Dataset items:
<<<<

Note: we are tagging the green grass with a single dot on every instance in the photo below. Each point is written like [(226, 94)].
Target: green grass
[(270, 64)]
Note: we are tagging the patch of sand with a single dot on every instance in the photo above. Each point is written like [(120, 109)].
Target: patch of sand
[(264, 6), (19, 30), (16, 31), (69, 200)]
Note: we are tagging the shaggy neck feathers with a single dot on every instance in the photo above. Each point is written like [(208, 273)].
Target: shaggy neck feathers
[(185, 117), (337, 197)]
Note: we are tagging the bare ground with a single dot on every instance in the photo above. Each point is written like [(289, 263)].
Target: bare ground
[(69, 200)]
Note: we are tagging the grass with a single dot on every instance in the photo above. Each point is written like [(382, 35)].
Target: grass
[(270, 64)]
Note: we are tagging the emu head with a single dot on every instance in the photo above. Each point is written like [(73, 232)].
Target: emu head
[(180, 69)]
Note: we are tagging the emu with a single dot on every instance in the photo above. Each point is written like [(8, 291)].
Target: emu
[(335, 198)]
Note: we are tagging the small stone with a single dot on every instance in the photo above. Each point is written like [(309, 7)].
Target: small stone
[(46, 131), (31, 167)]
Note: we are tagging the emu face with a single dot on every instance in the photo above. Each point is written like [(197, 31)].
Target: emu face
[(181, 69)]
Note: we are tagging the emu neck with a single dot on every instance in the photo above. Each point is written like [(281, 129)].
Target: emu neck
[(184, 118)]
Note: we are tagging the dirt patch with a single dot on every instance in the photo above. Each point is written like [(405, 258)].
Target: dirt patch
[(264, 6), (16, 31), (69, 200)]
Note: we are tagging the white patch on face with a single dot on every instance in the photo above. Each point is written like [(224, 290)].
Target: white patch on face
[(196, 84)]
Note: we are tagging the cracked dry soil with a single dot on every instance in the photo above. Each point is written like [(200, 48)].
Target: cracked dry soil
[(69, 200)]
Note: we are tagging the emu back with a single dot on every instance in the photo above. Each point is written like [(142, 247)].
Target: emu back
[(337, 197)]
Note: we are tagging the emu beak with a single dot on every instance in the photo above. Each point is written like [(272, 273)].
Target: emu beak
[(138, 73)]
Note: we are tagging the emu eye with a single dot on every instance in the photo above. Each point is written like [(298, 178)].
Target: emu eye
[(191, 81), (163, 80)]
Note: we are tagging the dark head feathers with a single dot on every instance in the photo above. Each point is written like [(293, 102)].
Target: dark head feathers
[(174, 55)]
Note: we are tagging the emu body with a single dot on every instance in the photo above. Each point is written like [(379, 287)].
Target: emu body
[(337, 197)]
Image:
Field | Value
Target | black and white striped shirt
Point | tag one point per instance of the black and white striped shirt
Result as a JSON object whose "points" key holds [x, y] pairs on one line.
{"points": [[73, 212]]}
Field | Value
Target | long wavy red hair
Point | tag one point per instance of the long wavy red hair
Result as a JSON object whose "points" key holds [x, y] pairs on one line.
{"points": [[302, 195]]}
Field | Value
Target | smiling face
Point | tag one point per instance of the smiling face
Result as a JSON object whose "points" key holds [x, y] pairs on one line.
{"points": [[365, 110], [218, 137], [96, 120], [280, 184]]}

>>>>

> **TASK INSTRUCTIONS**: Rewrite every line of the items above as a JSON list of strings, with one string per line and blank lines omitted.

> **COMPLETED TASK**:
[
  "Note: we are tagging the green grass with a single dot on every instance in the photo below. Each point is written like [(226, 94)].",
  "Target: green grass",
  "[(270, 64)]",
  "Note: we are tagging the patch of sand with a single dot on every instance in the photo above. Each point is written like [(120, 109)].",
  "Target: patch of sand",
  "[(264, 6), (19, 30), (16, 31), (69, 200)]",
  "Note: we are tagging the shaggy neck feathers with a single dot on every instance in the photo above. Each point is written like [(208, 273)].",
  "Target: shaggy neck feathers",
  "[(185, 117), (337, 197)]",
  "Note: we are tagging the bare ground with a single dot on every instance in the photo above. Each point is written like [(289, 263)].",
  "Target: bare ground",
  "[(69, 200)]",
  "Note: we are tagging the grass with a single dot on every instance in the photo above. Each point is written like [(382, 35)].",
  "Target: grass",
  "[(270, 64)]",
  "Note: we are tagging the emu head with a single dot on every instance in the photo above. Each point is written like [(73, 232)].",
  "Target: emu head",
  "[(180, 69)]",
  "Note: we are tagging the emu with a single dot on every instance in the photo above. Each point is written like [(8, 291)].",
  "Target: emu",
  "[(335, 198)]",
  "Note: we are tagging the small stone with a single dot on every instance in the photo above. Each point is written like [(309, 7)].",
  "Target: small stone",
  "[(46, 131), (31, 167)]",
  "Note: we are tagging the emu face with a single dot on every instance in the photo above. Each point is written like [(197, 31)].",
  "Target: emu face",
  "[(181, 69)]",
  "Note: we are tagging the emu neck with a single dot on every instance in the photo above. Each point is written like [(281, 129)].",
  "Target: emu neck",
  "[(184, 118)]",
  "Note: we are tagging the dirt patch with a single dot on every instance in the photo above. Each point is written like [(405, 258)].",
  "Target: dirt patch",
  "[(264, 6), (16, 31), (69, 200)]",
  "Note: we are tagging the white patch on face with a single dot on every instance in the photo above. Each point is written like [(224, 290)].",
  "Target: white patch on face",
  "[(196, 84)]",
  "Note: we are tagging the cracked dry soil with a single dot on every instance in the photo above. Each point is written like [(200, 48)].",
  "Target: cracked dry soil",
  "[(69, 200)]",
  "Note: we are tagging the emu back with a single dot on every instance in the photo above. Each point is written like [(142, 247)].",
  "Target: emu back",
  "[(337, 197)]",
  "Note: we are tagging the emu beak with a single dot on every instance in the photo above. Each point is written like [(272, 273)].",
  "Target: emu beak",
  "[(138, 73)]",
  "Note: we are tagging the emu eye with a single dot on every instance in the photo above. Each point is written like [(298, 178)].",
  "Target: emu eye",
  "[(191, 81), (163, 80)]",
  "Note: we are tagging the dark head feathers with a single dot on every instance in the photo above. Each point is written like [(293, 102)].",
  "Target: dark head feathers",
  "[(174, 55)]",
  "Note: we are tagging the emu body with a single dot on every instance in the photo above. Each point is written like [(379, 287)].",
  "Target: emu body",
  "[(337, 197)]",
  "Image:",
  "Field | Value",
  "Target | black and white striped shirt",
  "Point | tag one point per instance of the black and white striped shirt",
  "Result as a JSON object whose \"points\" key holds [x, y] pairs on one line.",
  "{\"points\": [[73, 212]]}",
  "Field | Value",
  "Target | long wavy red hair",
  "Point | tag one point per instance of the long wavy red hair",
  "Result as a JSON object whose \"points\" key holds [x, y] pairs on one line.",
  "{\"points\": [[302, 195]]}",
  "Field | Value",
  "Target | smiling face",
  "Point | tag one point per instance of the smiling face",
  "Result as a JSON object whose \"points\" key holds [x, y] pairs on one line.",
  "{\"points\": [[365, 110], [218, 137], [96, 120], [280, 184]]}"
]